## Start Stored data
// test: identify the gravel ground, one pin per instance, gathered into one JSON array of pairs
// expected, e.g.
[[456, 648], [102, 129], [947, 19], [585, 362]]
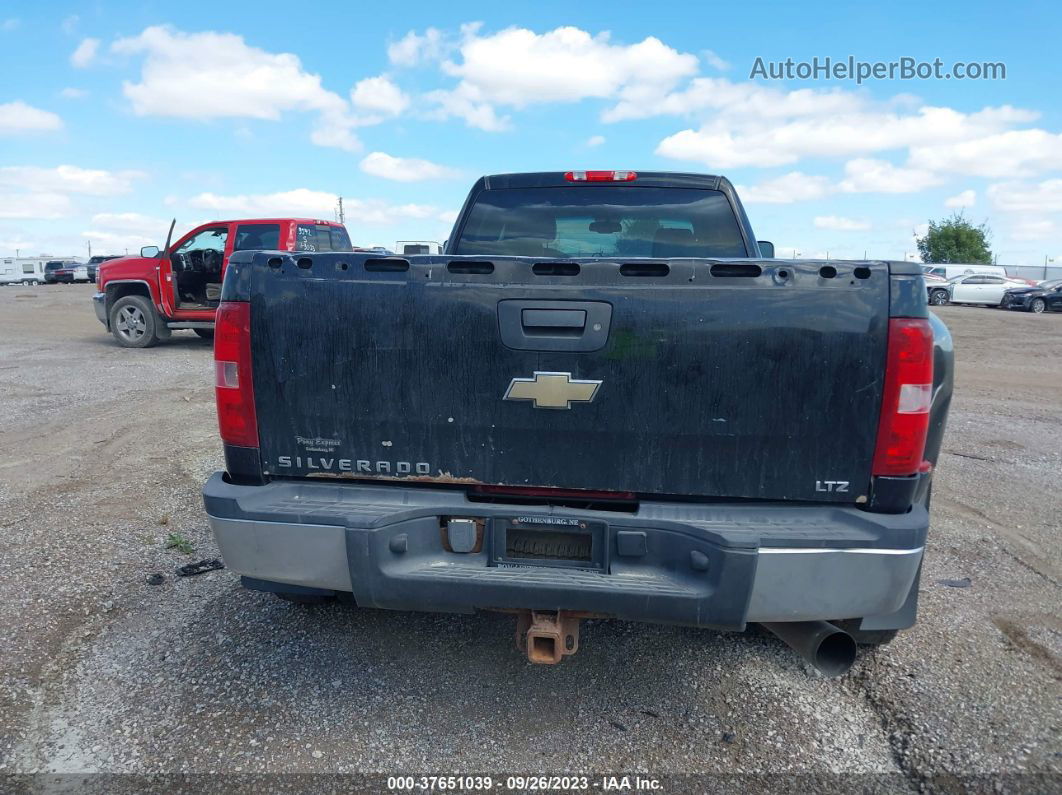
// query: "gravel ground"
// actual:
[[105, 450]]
## End Stored data
## Start Stored data
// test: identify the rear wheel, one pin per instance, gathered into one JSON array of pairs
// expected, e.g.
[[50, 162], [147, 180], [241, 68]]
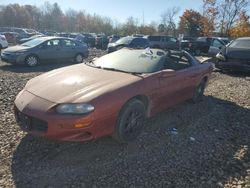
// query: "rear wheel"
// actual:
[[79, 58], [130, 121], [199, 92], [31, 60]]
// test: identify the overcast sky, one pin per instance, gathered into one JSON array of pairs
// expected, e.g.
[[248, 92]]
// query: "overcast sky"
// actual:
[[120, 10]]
## End Stored data
## Start Stored data
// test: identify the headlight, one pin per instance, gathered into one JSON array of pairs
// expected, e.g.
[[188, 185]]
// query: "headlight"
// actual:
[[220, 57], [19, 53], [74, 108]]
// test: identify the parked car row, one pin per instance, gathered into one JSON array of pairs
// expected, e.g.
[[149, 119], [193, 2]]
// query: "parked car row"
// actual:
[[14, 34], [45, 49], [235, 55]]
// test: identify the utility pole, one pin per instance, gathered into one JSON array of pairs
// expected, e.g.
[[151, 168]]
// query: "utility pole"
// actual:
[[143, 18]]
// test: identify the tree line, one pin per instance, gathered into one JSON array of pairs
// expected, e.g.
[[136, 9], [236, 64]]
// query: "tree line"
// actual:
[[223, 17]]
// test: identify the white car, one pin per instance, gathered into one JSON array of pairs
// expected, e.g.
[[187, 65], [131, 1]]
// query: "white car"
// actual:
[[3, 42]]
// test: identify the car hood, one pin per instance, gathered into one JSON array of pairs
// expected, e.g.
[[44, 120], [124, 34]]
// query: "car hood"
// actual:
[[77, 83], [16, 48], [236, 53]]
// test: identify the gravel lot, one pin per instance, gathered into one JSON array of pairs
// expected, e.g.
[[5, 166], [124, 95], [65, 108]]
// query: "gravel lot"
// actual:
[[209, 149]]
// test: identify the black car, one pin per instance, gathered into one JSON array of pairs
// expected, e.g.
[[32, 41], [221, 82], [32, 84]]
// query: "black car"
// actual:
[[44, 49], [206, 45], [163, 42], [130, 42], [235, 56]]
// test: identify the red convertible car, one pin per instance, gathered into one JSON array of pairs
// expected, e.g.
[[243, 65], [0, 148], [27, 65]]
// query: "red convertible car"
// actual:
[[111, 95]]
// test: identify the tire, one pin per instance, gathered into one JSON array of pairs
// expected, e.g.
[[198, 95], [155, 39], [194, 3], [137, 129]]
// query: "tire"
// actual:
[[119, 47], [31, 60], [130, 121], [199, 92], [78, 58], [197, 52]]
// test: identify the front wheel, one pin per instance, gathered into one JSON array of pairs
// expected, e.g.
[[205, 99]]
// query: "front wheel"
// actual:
## End Stored data
▶ [Your goal]: Recast the records from the line containing "identify the utility" through the line containing "[[223, 17]]" as a numbered list, one line per entry, with any blank lines omitted.

▶ [Exercise response]:
1. // test: identify the utility pole, one pin per instance, gathered into one JSON array of pairs
2. // expected, e.g.
3. [[151, 168]]
4. // query: "utility pole"
5. // actual:
6. [[143, 18]]
7. // test: identify the tree line, one pin per instance, gathered into one JSON array of pairs
8. // expected, e.g.
9. [[136, 9], [236, 64]]
10. // query: "tree line"
11. // actual:
12. [[223, 17]]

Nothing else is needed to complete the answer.